══ DATA

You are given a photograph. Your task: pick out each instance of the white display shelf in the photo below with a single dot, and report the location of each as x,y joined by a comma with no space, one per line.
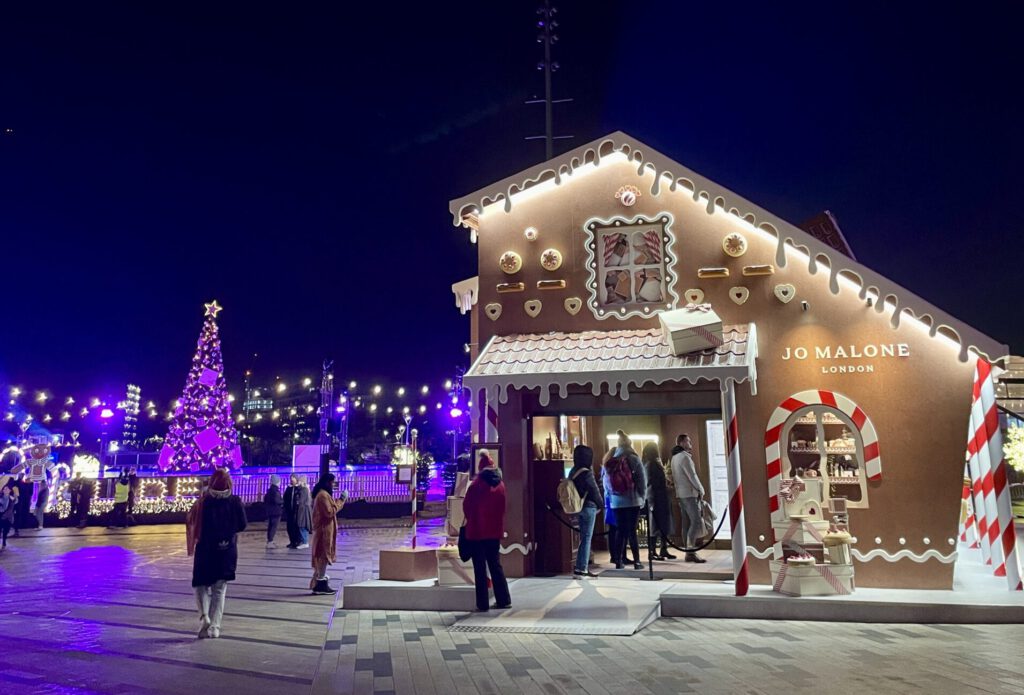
811,579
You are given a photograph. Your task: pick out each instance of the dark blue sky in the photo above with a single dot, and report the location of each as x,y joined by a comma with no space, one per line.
296,162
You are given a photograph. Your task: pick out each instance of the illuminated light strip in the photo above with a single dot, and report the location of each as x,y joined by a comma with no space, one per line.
564,176
904,554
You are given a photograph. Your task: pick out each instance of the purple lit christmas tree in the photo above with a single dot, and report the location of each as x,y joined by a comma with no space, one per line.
202,435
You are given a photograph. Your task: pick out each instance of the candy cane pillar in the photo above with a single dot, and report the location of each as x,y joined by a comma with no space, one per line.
491,416
736,522
993,442
986,474
977,488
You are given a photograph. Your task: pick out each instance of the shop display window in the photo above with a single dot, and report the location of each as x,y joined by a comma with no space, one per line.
822,442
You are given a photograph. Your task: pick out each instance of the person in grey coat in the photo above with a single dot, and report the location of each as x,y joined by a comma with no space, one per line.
298,512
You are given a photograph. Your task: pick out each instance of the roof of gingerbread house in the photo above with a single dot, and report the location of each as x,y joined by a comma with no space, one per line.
619,358
672,178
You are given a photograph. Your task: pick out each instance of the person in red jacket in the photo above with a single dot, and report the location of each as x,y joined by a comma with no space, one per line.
484,511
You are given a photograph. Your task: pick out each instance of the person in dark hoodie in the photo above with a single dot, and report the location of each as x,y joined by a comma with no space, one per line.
582,476
484,512
274,506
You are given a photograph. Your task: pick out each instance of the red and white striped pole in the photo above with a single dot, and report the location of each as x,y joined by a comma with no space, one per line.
736,522
1007,537
985,469
977,489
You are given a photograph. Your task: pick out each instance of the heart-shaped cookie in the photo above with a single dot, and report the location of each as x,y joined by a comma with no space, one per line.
784,293
739,295
693,296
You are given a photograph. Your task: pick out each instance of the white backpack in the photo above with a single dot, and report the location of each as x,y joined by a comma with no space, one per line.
568,495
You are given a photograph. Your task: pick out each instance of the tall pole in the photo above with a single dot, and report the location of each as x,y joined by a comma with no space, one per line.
327,398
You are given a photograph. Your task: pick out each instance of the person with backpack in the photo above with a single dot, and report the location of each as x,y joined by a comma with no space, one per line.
580,494
626,485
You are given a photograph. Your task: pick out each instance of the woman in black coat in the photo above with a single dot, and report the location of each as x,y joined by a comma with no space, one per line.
216,523
657,497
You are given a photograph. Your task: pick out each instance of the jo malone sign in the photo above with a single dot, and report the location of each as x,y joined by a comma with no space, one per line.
837,356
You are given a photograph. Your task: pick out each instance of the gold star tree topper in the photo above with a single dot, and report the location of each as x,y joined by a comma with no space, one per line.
212,309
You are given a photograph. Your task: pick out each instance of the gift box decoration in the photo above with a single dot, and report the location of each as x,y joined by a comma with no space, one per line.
690,329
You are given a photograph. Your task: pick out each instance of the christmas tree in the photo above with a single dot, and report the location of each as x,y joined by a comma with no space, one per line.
202,435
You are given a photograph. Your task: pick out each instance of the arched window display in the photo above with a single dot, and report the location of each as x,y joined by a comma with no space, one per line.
823,442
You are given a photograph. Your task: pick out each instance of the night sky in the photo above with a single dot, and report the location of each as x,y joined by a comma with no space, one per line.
296,163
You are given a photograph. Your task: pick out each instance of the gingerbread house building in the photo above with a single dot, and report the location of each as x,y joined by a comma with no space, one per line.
825,371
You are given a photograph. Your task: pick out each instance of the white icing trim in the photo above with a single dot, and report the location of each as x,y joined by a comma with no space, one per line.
525,550
673,177
905,554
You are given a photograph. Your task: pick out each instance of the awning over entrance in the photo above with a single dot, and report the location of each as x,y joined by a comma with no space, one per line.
621,359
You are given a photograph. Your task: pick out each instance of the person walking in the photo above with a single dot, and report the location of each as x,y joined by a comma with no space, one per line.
7,508
214,523
582,476
24,489
42,498
626,485
325,523
274,505
689,490
657,500
483,508
85,501
121,491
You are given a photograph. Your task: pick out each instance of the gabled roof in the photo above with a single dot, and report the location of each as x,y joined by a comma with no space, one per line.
673,177
616,358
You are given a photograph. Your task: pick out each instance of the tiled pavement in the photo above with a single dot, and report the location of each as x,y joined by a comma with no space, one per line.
113,613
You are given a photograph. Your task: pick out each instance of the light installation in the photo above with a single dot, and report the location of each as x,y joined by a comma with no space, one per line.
202,433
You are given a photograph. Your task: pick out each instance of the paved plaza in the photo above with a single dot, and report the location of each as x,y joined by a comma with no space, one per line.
101,611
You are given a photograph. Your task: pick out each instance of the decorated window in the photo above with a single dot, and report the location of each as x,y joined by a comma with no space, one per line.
822,442
630,265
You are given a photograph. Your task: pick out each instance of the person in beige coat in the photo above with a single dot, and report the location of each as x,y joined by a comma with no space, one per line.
325,544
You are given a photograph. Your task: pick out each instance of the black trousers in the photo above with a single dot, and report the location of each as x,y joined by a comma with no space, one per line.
486,557
626,523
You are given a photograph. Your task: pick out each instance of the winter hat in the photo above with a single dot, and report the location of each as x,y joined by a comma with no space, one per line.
583,457
220,481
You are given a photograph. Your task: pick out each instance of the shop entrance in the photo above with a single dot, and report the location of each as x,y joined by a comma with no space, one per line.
551,439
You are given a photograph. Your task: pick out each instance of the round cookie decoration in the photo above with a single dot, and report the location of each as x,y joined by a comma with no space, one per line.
510,262
628,196
734,245
551,259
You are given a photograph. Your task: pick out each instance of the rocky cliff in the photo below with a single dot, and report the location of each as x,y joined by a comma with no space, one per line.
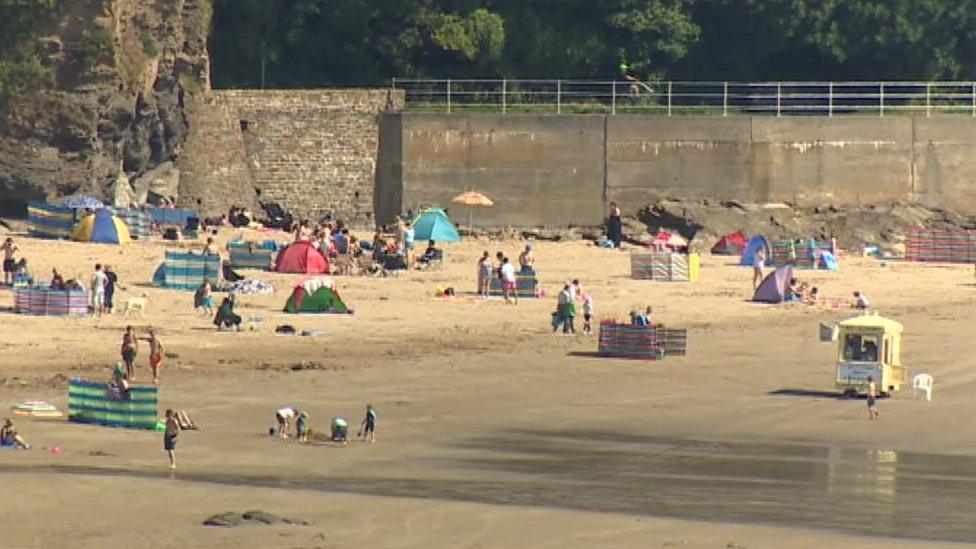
122,72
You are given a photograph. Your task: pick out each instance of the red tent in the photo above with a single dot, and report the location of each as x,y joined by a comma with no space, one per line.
301,257
730,244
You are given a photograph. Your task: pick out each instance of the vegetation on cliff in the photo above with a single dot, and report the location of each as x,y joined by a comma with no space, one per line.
311,43
21,24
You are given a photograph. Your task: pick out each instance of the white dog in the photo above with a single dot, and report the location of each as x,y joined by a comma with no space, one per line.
134,303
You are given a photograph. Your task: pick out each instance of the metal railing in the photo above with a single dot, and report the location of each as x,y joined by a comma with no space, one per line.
672,98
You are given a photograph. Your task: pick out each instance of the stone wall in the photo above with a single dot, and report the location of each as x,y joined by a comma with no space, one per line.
312,151
561,170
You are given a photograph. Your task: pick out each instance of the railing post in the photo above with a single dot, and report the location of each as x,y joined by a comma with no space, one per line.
504,98
559,96
725,98
928,99
830,99
881,98
779,98
613,97
669,98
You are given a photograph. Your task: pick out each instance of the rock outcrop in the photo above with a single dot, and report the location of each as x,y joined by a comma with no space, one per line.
122,106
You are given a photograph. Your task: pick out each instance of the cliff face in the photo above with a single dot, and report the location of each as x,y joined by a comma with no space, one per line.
123,70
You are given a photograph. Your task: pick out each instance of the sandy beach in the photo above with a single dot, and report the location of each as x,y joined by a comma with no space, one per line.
492,430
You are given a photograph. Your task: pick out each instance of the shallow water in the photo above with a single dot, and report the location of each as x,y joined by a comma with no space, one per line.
874,492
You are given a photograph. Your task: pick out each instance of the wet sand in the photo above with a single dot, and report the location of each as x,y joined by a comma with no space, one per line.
492,430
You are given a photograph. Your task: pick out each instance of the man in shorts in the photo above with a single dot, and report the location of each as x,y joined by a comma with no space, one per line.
285,416
155,354
509,286
758,264
169,437
9,265
98,282
367,429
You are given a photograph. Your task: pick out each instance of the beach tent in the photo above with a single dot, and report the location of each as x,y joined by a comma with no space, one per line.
730,244
433,224
754,244
773,287
102,227
828,261
301,257
316,295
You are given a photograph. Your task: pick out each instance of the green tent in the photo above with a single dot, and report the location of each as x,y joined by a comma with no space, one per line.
322,300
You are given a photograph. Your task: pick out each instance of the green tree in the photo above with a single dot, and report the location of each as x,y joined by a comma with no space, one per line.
21,66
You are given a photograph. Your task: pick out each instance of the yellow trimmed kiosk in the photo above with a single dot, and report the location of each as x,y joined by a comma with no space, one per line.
869,345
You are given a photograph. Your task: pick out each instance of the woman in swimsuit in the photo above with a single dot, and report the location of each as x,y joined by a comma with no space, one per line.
129,349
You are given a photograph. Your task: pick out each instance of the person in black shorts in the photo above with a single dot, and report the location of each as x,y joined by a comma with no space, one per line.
368,427
169,437
9,264
872,396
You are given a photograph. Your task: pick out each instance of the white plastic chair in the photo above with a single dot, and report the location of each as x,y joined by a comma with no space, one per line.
922,382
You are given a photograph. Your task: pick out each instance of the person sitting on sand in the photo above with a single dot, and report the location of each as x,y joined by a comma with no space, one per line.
118,379
285,416
209,248
225,317
203,298
527,260
813,298
10,437
340,430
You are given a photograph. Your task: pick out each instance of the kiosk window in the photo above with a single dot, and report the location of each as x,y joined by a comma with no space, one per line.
861,348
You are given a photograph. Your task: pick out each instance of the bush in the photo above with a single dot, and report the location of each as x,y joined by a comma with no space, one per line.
148,44
97,47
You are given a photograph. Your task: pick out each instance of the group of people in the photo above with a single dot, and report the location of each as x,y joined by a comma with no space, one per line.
130,349
339,427
565,313
505,272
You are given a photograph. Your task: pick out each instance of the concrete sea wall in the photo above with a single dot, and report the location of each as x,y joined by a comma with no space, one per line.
561,170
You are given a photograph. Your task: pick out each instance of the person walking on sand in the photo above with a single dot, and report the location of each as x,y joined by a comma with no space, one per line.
8,260
758,264
509,284
111,283
170,434
155,354
98,283
484,275
284,417
587,313
367,429
130,347
872,396
614,225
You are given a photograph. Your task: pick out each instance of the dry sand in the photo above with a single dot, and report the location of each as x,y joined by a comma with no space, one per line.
486,418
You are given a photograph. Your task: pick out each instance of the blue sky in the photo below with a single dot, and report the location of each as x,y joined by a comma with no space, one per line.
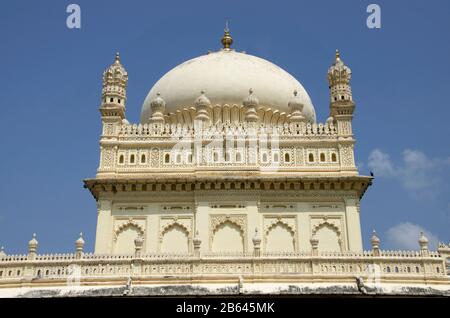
51,85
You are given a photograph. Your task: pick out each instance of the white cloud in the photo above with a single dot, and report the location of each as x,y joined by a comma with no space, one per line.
405,236
419,174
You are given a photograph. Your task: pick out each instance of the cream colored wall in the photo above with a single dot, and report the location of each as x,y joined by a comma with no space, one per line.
228,224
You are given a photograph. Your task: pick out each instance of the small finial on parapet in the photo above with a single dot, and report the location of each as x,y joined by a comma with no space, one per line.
227,40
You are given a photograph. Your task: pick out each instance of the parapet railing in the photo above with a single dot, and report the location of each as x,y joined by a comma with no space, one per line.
235,129
79,265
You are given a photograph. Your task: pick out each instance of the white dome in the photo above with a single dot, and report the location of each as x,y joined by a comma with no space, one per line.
226,77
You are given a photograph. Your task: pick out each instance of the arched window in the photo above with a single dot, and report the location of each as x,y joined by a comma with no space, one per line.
287,157
322,157
276,158
264,158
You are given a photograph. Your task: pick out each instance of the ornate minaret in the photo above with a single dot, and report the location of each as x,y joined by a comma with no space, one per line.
341,103
115,80
112,109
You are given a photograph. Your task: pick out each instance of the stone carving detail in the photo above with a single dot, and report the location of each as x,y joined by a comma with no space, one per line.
108,158
238,219
130,223
167,223
346,155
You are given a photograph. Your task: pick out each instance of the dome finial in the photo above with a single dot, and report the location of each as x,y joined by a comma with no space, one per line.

════

Transcribe exactly, and only, the lines from the one bearing "of the ornate" through the last line of the entries, counting both.

You are given a photograph. Your task: pick out each instance of the ornate minaret in the photo above with a single dot, and report the location of each as x,y joined by a comma with no space, one per line.
341,103
115,80
112,109
You are given a photograph. Your task: pick out each instance of the stone carving detail in the photo above with a single dot, and report the location of each as x,y joined by a comma with no space, one per line.
108,158
238,219
130,223
167,223
346,155
You are given a photograph. Your task: pick out each instance of the dome finial in the photo above with a single dot, and report the location of each as x,y joined by a comma with no space, one per line.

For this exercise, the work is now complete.